| Exercise goal |
Transcribe the data exactly.

Content starts

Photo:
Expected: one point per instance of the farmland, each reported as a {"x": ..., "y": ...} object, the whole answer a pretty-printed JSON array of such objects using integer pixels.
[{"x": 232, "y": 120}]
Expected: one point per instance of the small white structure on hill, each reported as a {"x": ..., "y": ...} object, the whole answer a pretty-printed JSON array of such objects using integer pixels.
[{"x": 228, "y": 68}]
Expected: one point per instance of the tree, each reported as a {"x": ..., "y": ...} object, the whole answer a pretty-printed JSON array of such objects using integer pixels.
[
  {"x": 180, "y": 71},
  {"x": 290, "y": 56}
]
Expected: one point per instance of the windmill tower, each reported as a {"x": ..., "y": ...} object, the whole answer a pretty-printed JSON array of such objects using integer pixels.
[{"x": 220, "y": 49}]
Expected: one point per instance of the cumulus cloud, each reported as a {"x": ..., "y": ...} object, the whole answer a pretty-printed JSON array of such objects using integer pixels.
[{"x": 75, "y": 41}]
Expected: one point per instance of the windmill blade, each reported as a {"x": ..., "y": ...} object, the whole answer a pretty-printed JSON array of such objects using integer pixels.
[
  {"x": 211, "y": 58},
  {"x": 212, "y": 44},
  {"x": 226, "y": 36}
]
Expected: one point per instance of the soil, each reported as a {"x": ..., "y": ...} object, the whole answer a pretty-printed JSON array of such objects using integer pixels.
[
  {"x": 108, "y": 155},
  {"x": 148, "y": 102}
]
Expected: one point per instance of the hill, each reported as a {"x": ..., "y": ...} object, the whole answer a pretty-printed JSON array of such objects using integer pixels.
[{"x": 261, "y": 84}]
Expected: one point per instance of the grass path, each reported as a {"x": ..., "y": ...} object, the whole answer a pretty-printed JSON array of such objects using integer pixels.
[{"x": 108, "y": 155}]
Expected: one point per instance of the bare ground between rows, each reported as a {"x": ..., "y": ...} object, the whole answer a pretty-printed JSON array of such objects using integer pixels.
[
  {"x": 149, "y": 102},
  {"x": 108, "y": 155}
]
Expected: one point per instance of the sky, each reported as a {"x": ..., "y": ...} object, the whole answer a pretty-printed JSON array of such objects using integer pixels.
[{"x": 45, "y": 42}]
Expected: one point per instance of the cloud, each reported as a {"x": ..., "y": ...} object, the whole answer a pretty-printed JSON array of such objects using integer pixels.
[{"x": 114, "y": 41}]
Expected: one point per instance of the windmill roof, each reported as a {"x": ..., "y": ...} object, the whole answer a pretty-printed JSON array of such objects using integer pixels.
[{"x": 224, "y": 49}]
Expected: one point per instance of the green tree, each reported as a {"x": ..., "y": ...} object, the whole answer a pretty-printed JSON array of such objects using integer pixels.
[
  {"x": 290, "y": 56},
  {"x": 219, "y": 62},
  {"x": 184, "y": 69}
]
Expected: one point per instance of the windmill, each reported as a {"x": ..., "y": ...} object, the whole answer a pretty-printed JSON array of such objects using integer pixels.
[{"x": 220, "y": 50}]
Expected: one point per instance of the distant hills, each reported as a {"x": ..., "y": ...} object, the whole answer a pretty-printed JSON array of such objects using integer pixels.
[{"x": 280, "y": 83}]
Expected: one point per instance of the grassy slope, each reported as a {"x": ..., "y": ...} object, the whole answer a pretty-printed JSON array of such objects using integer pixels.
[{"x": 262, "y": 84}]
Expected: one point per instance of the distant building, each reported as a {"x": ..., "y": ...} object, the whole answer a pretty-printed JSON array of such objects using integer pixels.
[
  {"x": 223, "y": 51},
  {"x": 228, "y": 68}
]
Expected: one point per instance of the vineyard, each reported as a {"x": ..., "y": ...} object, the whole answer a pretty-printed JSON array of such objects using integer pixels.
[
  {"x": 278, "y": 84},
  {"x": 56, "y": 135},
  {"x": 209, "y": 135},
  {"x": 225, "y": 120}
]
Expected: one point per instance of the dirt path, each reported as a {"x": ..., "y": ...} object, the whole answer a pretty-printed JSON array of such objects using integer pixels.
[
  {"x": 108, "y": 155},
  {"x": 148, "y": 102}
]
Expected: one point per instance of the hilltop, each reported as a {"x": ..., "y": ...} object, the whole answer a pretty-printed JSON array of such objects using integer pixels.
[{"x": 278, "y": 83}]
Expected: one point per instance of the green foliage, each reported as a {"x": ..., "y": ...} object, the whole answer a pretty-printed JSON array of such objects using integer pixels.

Content ends

| Reply |
Photo:
Expected: one point per instance of the farmland, each reported as a {"x": ..., "y": ...} object, the whole answer a pretty-printed JSON array of such objects using integer pixels.
[{"x": 232, "y": 120}]
Expected: one point per instance of the small white structure on hill, each reported as a {"x": ..., "y": ...} object, the whole answer a pretty-printed JSON array of such objects using integer pixels.
[{"x": 228, "y": 68}]
Expected: one point per instance of the tree, each reported as a {"x": ..., "y": ...} object, the whole answer a pretty-printed JSON array of such objects using integer pixels.
[
  {"x": 180, "y": 71},
  {"x": 290, "y": 56}
]
Expected: one point per instance of the windmill tower, each reported as a {"x": ..., "y": ...} object, the whole answer a pretty-printed JSON array of such objects using integer pixels.
[{"x": 220, "y": 49}]
Expected: one point per instance of the cumulus cloud, each reported as a {"x": ..., "y": ...} object, the whole answer a pretty-printed JSON array of such objects using integer pixels.
[{"x": 75, "y": 41}]
Expected: one point per instance of the windmill blade, each reported as a {"x": ..., "y": ...} object, the whole answer a pretty-printed JSON array of such objects using integer pixels.
[
  {"x": 211, "y": 58},
  {"x": 212, "y": 44},
  {"x": 226, "y": 36}
]
Expected: one point per instance of the soil, each reported as a {"x": ..., "y": ...} object, the whole answer a pretty-printed JSON array of such objects using integer pixels.
[
  {"x": 108, "y": 155},
  {"x": 148, "y": 102}
]
Expected: one point per instance of the hill, each reported as a {"x": ..., "y": ...} object, the whole answer a pretty-printed JSON array of such objects using integer pixels.
[{"x": 261, "y": 84}]
Expected: one point per instance of the grass path, each reported as a {"x": ..., "y": ...} object, the whole answer a pretty-printed JSON array of such objects using integer pixels.
[{"x": 108, "y": 155}]
Expected: one point per instance of the bare ground between rows, each reported as a {"x": ..., "y": ...} object, the whole answer a pretty-printed JSON array of such objects using integer pixels.
[
  {"x": 149, "y": 102},
  {"x": 108, "y": 155}
]
Expected: one point per instance of the sky, each reported as a {"x": ..., "y": ...} object, the whole answer a pretty-printed JSON array of such objects using integer pixels.
[{"x": 45, "y": 42}]
Expected: one point per instance of the cloud, each reported as a {"x": ..., "y": ...} object, the whole answer a pretty-printed JSON array of such objects using integer pixels.
[{"x": 114, "y": 41}]
Expected: one point per instance of the windmill roof, each reported as a {"x": ..., "y": ...} object, the whole answer a pretty-printed JSON array of such objects using integer pixels.
[{"x": 224, "y": 49}]
Expected: one point per instance of the green tree, each reported as a {"x": ..., "y": ...} object, the whole answer a pretty-printed JSON array of such objects using integer pixels.
[
  {"x": 290, "y": 56},
  {"x": 219, "y": 62},
  {"x": 184, "y": 69}
]
Expected: one point per instance of the windmill, each reported as a {"x": ..., "y": ...} object, the whole answer a pretty-printed JSON array of such objects using integer pixels.
[{"x": 220, "y": 50}]
Expected: one point per instance of the distant hills, each reported as a {"x": ..., "y": ...} object, the whole answer a pretty-printed JSON array of such objects using integer pixels.
[{"x": 280, "y": 83}]
Expected: one point per instance of the grassy slope, each reported as a {"x": ..., "y": ...} object, the whole answer a pretty-printed JSON array of such objects using integer pixels.
[{"x": 262, "y": 84}]
Expected: one point per instance of the distant building, each reported as a {"x": ..., "y": ...} object, the whole answer a pretty-printed JSON array of such objects using integer pixels.
[
  {"x": 223, "y": 51},
  {"x": 228, "y": 68}
]
Expected: one point per instance of the vineyard, each reported as a {"x": ..., "y": ...} object, the whole answer a pretty-printed JSON array of such objects using integer pixels.
[
  {"x": 278, "y": 84},
  {"x": 56, "y": 135},
  {"x": 209, "y": 135},
  {"x": 225, "y": 120}
]
Expected: one point per instance of the dirt path, each reported as a {"x": ..., "y": ...} object, the whole answer a pretty-printed JSON array of such objects using integer pixels.
[
  {"x": 108, "y": 155},
  {"x": 148, "y": 102}
]
Expected: one point per instance of the hilltop, each reported as a {"x": ..., "y": ...} object, the whole answer a pretty-printed JSON array of such objects using integer pixels.
[{"x": 278, "y": 83}]
Expected: one point per instance of the green foliage, each reported as a {"x": ..., "y": ...} object, the whole answer a pretty-printed JSON array of such objects using integer pixels.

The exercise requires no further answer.